Source extract >>
Secret Token and ASCII encoding of headers

beniwohli commented 7 years ago

While there is some support for character encoding in headers, anything but ASCII/Latin1 should be avoided due to possible interoperability issues.

As we include the secret token in the Authorization header, this impacts us. We should either limit the token to the ASCII character space, or introduce an encoding ourselves, e.g. base64.

If we go with base64, we can either decide to Just Do It ™️, without any regards to backwards compatibility (which might be a concern, as this won't make it into alpha1), or use a prefix (e.g. base64: to indicate wether a token is encoded or not.

simitt commented 7 years ago

@ruflin would you say we should stay backwards compatible also for an alpha release or can we break it?

@watson what are your thoughts on this?

watson commented 7 years ago

I don't worry to much about breaking stuff while in alpha. But is there a security concern with limiting us to Latin-1?

ruflin commented 7 years ago

@simitt As long as we are in alpha we can keep breaking stuff but we should not it in the Changelog.

simitt commented 7 years ago

I don't think we should restrict a secret to Latin-1 when we can base64 it, which should not be too much effort.

simitt commented 7 years ago

@watson is it ok with you to use base64 encryption? Then I'd go and implement it server side..

watson commented 7 years ago

I'm concerned about how this makes it extremely hard to make requests with curl if you're using a token. Most characters people are able to type on a western keyboard are within the allowed character set if I'm not mistaken. How often do we think this will be an issue and is it worth sacrificing curl for this? But I'm probably pretty biased because I don't use Cyrillic characters in my passwords normally 😅

simitt commented 7 years ago

Yes I thought about this. However, you basically just have to run one simple script to output a base64.encode("Bearer myToken") before using curl. And we allow for more security.

simitt commented 7 years ago

@ruflin , @jalvz , @roncohen any input on this?

Extracted material >>
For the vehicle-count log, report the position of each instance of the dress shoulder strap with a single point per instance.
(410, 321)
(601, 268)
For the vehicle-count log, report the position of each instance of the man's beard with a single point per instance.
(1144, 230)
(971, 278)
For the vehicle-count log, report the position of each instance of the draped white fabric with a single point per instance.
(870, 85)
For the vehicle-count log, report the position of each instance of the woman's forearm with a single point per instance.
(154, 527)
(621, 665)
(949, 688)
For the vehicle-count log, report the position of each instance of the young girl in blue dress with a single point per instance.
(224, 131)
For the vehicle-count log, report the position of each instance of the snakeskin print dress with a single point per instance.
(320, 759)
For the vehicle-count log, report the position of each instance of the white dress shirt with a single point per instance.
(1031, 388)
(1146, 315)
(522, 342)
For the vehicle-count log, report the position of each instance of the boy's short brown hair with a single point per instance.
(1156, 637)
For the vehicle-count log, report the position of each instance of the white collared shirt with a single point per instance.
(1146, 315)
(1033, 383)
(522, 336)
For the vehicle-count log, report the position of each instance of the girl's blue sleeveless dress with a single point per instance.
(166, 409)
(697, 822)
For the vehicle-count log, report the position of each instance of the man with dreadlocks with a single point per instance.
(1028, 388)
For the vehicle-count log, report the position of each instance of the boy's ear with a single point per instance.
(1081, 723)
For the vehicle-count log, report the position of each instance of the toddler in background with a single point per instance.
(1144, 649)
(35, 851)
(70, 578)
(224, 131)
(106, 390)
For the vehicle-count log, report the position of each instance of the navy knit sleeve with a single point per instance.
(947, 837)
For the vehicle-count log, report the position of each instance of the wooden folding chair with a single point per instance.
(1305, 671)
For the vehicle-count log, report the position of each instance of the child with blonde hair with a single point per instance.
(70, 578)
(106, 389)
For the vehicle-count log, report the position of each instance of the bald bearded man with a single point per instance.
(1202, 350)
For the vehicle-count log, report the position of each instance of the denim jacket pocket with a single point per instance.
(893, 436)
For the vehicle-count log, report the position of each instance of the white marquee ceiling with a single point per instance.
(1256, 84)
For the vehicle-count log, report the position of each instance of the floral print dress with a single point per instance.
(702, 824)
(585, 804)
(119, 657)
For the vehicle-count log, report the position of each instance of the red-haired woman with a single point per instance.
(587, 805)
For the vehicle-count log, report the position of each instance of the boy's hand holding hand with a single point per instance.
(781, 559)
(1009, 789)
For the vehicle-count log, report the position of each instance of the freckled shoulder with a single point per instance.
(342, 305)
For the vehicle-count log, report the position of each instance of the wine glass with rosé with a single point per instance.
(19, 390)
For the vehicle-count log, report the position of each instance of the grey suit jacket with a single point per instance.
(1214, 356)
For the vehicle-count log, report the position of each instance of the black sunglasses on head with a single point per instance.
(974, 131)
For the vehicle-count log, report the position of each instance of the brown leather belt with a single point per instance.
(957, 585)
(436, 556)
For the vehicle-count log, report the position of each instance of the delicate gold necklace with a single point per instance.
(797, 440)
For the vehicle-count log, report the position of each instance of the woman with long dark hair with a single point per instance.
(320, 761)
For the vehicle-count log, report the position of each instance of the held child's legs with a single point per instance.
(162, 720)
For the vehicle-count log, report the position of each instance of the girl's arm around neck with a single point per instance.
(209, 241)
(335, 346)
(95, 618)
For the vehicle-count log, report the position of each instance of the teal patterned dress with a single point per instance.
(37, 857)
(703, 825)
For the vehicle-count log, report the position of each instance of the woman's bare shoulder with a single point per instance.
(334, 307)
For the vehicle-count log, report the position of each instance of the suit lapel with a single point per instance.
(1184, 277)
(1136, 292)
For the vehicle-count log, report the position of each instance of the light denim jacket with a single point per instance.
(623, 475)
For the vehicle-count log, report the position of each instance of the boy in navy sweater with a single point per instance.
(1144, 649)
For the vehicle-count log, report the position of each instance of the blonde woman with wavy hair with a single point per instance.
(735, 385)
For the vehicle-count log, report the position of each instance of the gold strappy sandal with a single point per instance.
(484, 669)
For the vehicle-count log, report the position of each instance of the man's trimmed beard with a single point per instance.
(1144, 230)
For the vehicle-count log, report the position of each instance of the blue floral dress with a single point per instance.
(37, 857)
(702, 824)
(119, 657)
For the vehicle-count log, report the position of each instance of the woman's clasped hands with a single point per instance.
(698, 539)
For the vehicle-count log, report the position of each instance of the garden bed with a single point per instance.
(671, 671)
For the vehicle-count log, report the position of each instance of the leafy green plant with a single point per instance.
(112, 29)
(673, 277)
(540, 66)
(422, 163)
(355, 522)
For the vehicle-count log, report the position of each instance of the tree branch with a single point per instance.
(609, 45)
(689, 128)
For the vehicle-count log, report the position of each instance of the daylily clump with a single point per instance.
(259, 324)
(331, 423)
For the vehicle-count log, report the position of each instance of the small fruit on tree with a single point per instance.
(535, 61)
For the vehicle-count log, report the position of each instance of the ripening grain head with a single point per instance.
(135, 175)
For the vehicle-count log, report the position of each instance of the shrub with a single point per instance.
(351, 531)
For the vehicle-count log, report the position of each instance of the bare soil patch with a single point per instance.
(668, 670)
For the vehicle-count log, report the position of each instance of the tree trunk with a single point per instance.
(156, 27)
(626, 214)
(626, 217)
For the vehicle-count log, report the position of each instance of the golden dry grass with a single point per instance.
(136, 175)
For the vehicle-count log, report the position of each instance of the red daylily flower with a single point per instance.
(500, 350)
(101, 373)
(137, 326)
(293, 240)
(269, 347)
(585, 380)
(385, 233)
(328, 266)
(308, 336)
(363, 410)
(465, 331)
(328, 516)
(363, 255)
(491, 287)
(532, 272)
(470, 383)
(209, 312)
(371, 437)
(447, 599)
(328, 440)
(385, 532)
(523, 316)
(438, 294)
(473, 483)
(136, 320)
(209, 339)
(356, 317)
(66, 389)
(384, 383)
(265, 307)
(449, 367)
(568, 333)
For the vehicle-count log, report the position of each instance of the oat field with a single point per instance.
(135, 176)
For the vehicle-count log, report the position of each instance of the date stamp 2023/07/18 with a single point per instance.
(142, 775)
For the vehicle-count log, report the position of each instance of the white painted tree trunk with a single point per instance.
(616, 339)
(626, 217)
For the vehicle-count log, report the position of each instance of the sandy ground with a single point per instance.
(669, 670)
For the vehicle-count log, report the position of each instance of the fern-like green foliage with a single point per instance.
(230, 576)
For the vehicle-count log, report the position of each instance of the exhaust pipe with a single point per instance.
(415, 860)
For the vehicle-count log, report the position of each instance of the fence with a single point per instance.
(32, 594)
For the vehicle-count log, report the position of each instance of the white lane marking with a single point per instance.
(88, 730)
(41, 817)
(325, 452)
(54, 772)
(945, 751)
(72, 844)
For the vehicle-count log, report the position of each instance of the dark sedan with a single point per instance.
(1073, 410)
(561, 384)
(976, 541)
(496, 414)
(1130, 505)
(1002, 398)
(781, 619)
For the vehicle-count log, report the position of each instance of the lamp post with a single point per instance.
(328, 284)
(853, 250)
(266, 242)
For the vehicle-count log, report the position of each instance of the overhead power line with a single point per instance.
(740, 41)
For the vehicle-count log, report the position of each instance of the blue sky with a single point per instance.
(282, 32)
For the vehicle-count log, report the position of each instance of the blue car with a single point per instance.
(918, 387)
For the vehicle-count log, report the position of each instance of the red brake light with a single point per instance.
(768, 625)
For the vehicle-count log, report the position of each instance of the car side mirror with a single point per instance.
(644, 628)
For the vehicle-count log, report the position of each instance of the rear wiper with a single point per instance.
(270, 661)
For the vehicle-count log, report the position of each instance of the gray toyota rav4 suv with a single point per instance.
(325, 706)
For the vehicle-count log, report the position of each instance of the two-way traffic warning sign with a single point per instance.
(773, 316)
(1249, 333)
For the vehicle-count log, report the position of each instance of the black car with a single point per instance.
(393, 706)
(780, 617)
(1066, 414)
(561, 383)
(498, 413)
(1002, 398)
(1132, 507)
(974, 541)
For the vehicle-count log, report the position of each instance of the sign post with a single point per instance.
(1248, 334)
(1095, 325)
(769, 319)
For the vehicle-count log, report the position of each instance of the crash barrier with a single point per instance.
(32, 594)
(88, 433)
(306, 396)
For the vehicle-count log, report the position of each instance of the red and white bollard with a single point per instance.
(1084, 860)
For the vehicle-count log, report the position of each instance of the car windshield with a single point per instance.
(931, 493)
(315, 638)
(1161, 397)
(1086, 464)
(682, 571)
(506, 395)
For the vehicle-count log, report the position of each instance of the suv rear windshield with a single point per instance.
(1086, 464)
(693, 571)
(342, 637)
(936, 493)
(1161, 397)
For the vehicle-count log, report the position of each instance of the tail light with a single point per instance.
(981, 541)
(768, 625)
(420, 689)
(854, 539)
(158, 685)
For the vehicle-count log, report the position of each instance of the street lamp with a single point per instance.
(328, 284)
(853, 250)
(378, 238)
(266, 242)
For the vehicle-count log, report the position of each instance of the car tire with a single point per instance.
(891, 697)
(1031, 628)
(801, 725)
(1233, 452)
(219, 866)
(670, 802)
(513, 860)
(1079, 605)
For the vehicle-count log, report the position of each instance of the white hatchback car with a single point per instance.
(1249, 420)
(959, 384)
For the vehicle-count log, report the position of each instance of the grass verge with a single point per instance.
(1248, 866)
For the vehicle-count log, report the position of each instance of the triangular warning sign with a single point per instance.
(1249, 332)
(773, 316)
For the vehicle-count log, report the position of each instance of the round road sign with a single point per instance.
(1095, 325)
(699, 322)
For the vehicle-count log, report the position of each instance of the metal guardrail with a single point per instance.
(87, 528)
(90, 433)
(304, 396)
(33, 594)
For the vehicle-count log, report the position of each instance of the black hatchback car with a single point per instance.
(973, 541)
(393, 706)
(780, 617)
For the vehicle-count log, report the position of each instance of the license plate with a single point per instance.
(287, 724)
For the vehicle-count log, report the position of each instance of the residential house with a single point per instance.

Your tasks >>
1. According to the thread on secret token encoding, which header carries the secret token?
2. Retype the part of the thread on secret token encoding starting at "While there is" and ending at "ourselves, e.g. base64.".
The records have nothing to do with what is asked here.

Answers for the exercise >>
1. The Authorization header.

2.
While there is some support for character encoding in headers, anything but ASCII/Latin1 should be avoided due to possible interoperability issues.

As we include the secret token in the Authorization header, this impacts us. We should either limit the token to the ASCII character space, or introduce an encoding ourselves, e.g. base64.